--- start TEXT SECTION ---

Convergence of the solutions of a ODE system

Question

Consider this system of differential equations for $t\in[0,\infty)$:

$$ \frac{d}{dt}x(t) = a(t) + F(x(t), y(t)),$$ $$ \frac{d}{dt}y(t) = a(t) + G(x(t), y(t)),$$

with positive initial conditions: $y(0)>0, x(0) >0$.

Here $a(t)$ is a piecewise continuous function and $F, G, \frac{\partial}{\partial x} F, \frac{\partial}{\partial y} F, \frac{\partial}{\partial x} G, \frac{\partial}{\partial y} G$ are continuous on $\{(t,x,y)\,|\, x>0, y>0\}$. So I guess there must a unique solution on some interval $I=[0,T]$.

Now assume that there exists a sequence of continuous functions $\{a_n(t)\}_{n=1}^{\infty}$ converging to $a(t)$ in $L^1[0,T]$, such that this system of differential equations:

$$ \frac{d}{dt}x_n(t) = a_n(t) + F(x_n(t), y_n(t)),$$ $$ \frac{d}{dt}y_n(t) = a_n(t) + G(x_n(t), y_n(t)),$$

with the same initial conditions $x_n(0)=x(0)>0$ and $y_n(0)=y(0)>0$, has positive continuous solutions $x_n(t)>0$ and $y_n(t)>0$ for $t \in I_n$ for some $I_n = [0, T_n]$. (Positivity of $x_n$ and $y_n$ is known which means that as long as there is a unique solution $x_n, y_n$ on some interval, they are strictly positive on that interval).

--- end TEXT SECTION ---
--- start EXCERPTED RECORDS ---

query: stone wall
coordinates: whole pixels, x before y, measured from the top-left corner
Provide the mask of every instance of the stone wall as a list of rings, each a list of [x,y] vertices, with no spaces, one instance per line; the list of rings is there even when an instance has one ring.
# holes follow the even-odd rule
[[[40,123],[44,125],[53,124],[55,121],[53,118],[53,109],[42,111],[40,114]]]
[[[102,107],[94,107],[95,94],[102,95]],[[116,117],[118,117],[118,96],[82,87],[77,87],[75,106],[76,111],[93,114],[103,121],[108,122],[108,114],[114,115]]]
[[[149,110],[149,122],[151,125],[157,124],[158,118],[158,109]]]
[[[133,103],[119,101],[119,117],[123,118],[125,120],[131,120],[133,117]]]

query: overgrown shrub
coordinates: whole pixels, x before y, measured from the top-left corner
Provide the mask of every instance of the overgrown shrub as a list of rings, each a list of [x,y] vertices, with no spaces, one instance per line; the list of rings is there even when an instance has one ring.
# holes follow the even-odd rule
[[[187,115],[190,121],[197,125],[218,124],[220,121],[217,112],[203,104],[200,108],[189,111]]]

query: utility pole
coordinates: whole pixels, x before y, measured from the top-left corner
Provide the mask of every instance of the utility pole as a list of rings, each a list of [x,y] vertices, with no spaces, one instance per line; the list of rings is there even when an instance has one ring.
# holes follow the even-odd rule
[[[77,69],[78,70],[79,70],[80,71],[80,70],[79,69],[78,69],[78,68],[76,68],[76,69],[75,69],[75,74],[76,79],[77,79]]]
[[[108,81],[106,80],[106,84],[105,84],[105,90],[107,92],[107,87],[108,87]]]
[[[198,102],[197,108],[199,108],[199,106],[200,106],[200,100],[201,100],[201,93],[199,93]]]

--- end EXCERPTED RECORDS ---

(EXERCISE 1): Repeat the stretch of the ODE convergence question from "Here $a(t)$ is" through "some interval $I=[0,T]$.".
(EXERCISE 2): Pick up the question on convergence of ODE solutions after its final sentence and keep writing it.

(RIGHT ANSWER 1):
Here $a(t)$ is a piecewise continuous function and $F, G, \frac{\partial}{\partial x} F, \frac{\partial}{\partial y} F, \frac{\partial}{\partial x} G, \frac{\partial}{\partial y} G$ are continuous on $\{(t,x,y)\,|\, x>0, y>0\}$. So I guess there must a unique solution on some interval $I=[0,T]$.

(RIGHT ANSWER 2):
$\bf{1 -}$ Is it possible to prove that the solutions $x(t)$ and $y(t)$ of the original ODE system is nonnegative on some interval $0 \le t \le t'?, i.e,$ $$ x(t) \ge 0, \quad y(t) \ge 0,$$ for $t \in [0, t']$?

First I don't know how $T_n$ behaves maybe $T_n \rightarrow 0$ but maybe from the conditions of this problem we can find a wider range on which the solutions exist and then how to show the non-negativity of $x(t)$ and $y(t)?$ So these are my questions.

Answer 1

Fact 1: therer exists $\tau>0$ such that, for all $n\geq n_0$ large enough, the ODE with $a_n(t)$ AND the limit ODE with $a(t)$ are uniquely solvable at least for times $t\in[0,\tau]$.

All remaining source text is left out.